Dataset entries:

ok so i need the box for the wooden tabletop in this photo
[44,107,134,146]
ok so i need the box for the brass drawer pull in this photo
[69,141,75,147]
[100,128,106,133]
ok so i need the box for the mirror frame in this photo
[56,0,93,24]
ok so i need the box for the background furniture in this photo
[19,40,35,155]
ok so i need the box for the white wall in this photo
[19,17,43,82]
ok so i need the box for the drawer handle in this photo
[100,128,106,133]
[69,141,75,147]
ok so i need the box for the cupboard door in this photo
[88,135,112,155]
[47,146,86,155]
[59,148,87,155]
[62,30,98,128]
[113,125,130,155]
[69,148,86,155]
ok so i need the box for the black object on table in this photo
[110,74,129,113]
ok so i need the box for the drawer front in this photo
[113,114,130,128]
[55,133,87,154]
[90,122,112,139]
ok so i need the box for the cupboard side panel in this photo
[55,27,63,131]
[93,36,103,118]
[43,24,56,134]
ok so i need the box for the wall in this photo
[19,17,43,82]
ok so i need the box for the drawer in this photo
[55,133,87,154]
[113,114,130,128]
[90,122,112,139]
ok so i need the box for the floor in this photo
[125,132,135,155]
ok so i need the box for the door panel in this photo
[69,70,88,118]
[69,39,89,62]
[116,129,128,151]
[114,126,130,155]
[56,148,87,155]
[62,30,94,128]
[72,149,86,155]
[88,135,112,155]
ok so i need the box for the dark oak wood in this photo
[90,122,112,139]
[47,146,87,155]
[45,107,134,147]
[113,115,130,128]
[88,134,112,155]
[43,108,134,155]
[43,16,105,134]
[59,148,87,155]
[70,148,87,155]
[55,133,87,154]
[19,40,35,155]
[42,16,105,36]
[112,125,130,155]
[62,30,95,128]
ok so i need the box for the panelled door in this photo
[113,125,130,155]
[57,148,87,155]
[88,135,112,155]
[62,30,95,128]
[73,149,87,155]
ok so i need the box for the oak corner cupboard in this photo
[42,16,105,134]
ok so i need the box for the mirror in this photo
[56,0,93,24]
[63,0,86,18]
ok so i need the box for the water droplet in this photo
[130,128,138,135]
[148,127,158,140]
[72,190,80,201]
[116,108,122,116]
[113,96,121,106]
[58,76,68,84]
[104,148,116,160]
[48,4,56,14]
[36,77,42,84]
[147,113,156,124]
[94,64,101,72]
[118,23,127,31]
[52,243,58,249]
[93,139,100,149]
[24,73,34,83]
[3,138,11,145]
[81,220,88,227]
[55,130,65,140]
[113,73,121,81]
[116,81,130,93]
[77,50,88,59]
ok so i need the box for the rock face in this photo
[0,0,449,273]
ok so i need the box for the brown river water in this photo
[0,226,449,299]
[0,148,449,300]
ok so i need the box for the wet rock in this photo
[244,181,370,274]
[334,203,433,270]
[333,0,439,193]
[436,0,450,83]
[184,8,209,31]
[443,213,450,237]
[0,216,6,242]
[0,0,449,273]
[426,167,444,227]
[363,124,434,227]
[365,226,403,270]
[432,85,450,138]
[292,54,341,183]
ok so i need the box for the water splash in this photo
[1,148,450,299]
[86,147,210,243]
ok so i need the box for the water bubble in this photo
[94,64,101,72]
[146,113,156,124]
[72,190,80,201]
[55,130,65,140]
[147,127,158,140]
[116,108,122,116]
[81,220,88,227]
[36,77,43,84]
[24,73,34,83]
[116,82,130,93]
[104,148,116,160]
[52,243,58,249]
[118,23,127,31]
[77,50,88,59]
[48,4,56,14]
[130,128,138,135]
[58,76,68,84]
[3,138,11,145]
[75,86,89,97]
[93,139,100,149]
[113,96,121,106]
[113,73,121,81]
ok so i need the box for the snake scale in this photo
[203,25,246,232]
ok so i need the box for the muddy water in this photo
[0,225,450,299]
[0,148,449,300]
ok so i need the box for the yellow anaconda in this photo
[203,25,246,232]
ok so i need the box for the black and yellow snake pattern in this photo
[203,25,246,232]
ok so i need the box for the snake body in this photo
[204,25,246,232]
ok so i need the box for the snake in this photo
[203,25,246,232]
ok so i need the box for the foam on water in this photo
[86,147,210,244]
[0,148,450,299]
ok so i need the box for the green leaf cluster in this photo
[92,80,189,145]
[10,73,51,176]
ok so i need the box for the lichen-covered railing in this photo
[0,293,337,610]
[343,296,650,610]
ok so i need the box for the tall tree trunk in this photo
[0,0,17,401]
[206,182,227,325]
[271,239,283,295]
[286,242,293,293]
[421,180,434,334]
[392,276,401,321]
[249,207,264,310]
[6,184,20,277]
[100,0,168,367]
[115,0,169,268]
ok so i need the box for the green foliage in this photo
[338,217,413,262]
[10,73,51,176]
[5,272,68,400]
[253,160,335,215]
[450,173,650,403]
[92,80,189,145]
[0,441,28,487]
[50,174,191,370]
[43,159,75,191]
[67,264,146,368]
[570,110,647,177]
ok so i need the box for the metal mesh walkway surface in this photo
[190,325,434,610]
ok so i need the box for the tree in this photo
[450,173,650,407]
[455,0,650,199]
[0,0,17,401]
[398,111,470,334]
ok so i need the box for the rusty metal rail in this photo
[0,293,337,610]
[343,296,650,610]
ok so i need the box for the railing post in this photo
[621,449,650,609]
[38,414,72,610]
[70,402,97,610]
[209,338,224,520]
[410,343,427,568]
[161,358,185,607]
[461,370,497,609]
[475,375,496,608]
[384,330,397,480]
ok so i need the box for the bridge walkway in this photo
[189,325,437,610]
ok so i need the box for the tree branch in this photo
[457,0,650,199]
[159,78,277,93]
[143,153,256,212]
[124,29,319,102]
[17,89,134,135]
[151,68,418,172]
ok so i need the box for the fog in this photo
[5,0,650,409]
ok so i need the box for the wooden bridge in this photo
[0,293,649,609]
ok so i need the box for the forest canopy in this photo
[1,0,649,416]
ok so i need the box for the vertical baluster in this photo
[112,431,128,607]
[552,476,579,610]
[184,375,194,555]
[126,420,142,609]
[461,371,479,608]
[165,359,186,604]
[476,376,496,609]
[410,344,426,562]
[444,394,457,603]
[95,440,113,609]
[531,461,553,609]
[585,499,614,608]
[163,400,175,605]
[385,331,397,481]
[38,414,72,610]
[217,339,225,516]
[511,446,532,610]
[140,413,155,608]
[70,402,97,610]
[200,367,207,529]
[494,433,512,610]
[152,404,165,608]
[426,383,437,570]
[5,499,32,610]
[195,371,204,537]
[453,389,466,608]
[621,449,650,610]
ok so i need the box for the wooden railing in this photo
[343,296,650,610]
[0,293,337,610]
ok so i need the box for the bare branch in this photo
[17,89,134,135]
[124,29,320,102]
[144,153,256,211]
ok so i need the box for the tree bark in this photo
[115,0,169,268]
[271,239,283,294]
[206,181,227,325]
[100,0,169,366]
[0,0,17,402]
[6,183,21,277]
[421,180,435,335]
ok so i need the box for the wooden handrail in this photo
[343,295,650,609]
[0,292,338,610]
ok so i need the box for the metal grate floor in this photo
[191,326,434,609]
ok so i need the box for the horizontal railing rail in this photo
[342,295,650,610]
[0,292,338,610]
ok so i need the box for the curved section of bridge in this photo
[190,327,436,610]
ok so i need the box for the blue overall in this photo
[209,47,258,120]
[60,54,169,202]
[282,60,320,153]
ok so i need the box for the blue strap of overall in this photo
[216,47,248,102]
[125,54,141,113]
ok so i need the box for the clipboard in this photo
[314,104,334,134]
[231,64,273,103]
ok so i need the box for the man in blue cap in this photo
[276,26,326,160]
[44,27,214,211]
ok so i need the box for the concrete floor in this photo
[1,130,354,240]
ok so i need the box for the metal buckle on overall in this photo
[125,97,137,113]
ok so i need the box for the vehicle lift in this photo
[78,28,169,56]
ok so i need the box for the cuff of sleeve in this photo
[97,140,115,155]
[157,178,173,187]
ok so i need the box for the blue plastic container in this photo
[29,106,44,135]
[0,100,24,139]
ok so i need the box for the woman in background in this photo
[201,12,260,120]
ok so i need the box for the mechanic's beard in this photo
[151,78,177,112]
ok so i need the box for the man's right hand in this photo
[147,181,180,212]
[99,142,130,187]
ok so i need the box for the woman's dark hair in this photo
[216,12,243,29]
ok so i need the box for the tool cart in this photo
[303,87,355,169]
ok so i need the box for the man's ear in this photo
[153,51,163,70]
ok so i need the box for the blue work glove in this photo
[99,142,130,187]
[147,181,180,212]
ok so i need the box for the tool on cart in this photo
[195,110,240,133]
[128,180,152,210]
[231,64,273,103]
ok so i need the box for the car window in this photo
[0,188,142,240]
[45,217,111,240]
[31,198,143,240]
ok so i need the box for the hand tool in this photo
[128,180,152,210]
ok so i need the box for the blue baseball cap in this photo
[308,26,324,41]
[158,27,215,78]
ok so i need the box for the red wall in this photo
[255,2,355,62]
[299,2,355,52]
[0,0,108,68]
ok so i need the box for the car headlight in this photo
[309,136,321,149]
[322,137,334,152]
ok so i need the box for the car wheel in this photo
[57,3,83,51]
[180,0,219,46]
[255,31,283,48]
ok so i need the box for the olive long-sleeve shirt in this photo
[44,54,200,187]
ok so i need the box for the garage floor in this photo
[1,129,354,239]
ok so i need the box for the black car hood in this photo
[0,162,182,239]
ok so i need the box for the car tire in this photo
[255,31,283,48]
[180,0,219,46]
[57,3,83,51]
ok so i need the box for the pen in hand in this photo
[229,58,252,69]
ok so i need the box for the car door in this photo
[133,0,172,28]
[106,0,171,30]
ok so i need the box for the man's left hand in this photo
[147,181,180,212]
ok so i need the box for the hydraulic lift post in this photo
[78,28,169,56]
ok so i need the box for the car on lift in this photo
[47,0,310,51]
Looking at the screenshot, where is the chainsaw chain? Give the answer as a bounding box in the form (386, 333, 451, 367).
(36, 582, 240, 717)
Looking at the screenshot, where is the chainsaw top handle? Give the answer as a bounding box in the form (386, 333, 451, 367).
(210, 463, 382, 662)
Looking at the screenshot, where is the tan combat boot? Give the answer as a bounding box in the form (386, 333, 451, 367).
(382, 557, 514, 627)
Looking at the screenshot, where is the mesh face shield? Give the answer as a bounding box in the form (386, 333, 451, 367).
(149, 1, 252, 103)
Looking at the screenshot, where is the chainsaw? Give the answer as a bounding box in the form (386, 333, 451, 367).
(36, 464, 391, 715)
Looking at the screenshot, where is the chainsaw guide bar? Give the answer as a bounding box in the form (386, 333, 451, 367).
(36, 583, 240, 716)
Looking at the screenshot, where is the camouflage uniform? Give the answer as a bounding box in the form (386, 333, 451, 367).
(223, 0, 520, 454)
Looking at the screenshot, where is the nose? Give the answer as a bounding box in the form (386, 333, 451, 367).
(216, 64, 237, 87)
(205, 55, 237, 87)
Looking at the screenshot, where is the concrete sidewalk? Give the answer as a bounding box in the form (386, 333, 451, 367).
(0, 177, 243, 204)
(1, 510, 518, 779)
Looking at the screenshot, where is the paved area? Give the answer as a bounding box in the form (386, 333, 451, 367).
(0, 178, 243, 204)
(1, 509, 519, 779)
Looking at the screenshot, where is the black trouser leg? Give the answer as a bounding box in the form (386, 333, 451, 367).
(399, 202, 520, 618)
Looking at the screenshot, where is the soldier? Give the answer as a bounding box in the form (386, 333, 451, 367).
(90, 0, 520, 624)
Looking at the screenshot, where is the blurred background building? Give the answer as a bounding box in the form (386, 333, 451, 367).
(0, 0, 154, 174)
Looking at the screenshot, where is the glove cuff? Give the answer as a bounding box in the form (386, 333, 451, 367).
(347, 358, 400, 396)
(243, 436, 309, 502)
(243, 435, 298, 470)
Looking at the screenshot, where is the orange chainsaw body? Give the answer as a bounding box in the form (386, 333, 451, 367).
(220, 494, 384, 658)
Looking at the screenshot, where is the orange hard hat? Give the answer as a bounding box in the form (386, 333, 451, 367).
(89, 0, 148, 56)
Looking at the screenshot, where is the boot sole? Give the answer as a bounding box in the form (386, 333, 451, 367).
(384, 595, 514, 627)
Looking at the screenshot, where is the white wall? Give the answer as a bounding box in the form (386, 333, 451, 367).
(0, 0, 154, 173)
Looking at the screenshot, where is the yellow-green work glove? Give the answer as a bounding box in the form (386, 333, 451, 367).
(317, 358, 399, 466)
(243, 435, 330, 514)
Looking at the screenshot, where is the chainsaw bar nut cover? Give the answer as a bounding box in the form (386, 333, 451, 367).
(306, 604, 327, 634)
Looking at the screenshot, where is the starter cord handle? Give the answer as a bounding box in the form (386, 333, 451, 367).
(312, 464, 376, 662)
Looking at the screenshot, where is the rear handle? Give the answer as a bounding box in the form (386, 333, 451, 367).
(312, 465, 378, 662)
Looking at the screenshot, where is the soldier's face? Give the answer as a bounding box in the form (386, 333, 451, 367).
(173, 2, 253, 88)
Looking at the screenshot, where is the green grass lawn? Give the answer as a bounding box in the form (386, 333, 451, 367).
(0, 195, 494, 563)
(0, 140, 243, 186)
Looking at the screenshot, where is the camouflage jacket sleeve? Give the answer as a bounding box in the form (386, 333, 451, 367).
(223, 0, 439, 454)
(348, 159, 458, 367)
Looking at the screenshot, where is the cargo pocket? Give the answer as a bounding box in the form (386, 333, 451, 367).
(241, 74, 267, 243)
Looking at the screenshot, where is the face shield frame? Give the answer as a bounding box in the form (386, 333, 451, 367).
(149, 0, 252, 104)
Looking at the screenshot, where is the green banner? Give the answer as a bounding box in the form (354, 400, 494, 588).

Exercise details: Repeat exactly the lines above, starting with the line that contains "Looking at the screenshot, where is the face" and ending with the last line, both included, and nothing else.

Exercise solution:
Looking at the screenshot, where is the face shield frame? Give the answer as a bounding box in the form (386, 333, 451, 367).
(149, 0, 252, 104)
Looking at the screenshot, where is the green banner? Give the answer as a bounding box in the form (354, 400, 494, 588).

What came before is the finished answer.